§ **PROMPT**
Copy out the Boby John biography below word for word, from start to finish.

§ **SOURCE**
========

Indian film sound designer and mixing engineer

Boby John (born 31 August 1970) is an Indian film sound designer and mixing engineer. He has worked in various Hindi, Marathi, Malayalam and Assamese feature films, documentary films, short films and television advertisements. He is one of India's best sync sound editors. He owns a mixing studio, Prathibha Studio, at Mumbai.

==Early life==
Boby John was born on 31 August 1970 in Vazhakulam, a small town near Muvattupuzha in Ernakulam district of Kerala state. He completed his schooling from Thekkummala St. Rita's LP School and Vazhakulam Infant Jesus High School. He then joined at Nirmala College, Muvattupuzha for his pre-degree course and later completed B.Sc in Physics in 1991. In 1992, he joined at the Film and Television Institute of India, Pune, for the three year postgraduate diploma course in sound recording and sound design.

========

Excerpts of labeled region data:

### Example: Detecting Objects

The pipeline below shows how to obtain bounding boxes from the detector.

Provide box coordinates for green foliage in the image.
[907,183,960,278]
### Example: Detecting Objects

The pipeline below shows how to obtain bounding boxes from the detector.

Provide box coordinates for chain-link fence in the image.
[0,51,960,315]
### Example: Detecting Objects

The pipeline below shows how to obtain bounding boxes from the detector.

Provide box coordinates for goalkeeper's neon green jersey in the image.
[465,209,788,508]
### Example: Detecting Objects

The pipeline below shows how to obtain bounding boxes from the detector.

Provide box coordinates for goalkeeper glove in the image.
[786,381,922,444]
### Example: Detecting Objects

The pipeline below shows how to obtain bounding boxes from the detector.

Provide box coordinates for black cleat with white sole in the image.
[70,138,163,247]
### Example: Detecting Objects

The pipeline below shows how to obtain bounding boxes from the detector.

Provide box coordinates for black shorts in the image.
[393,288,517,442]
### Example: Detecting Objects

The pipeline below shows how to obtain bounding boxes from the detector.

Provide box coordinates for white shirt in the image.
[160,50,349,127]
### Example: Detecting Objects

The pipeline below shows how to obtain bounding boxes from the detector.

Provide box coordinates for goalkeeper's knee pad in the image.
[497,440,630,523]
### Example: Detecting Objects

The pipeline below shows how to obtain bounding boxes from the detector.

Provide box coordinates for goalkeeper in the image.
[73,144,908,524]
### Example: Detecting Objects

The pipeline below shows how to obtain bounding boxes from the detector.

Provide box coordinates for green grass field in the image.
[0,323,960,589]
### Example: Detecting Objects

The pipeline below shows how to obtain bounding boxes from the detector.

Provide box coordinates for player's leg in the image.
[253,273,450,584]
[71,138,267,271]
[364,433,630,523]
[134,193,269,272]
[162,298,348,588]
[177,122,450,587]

========

§ **IN RESPONSE**
Indian film sound designer and mixing engineer

Boby John (born 31 August 1970) is an Indian film sound designer and mixing engineer. He has worked in various Hindi, Marathi, Malayalam and Assamese feature films, documentary films, short films and television advertisements. He is one of India's best sync sound editors. He owns a mixing studio, Prathibha Studio, at Mumbai.

==Early life==
Boby John was born on 31 August 1970 in Vazhakulam, a small town near Muvattupuzha in Ernakulam district of Kerala state. He completed his schooling from Thekkummala St. Rita's LP School and Vazhakulam Infant Jesus High School. He then joined at Nirmala College, Muvattupuzha for his pre-degree course and later completed B.Sc in Physics in 1991. In 1992, he joined at the Film and Television Institute of India, Pune, for the three year postgraduate diploma course in sound recording and sound design.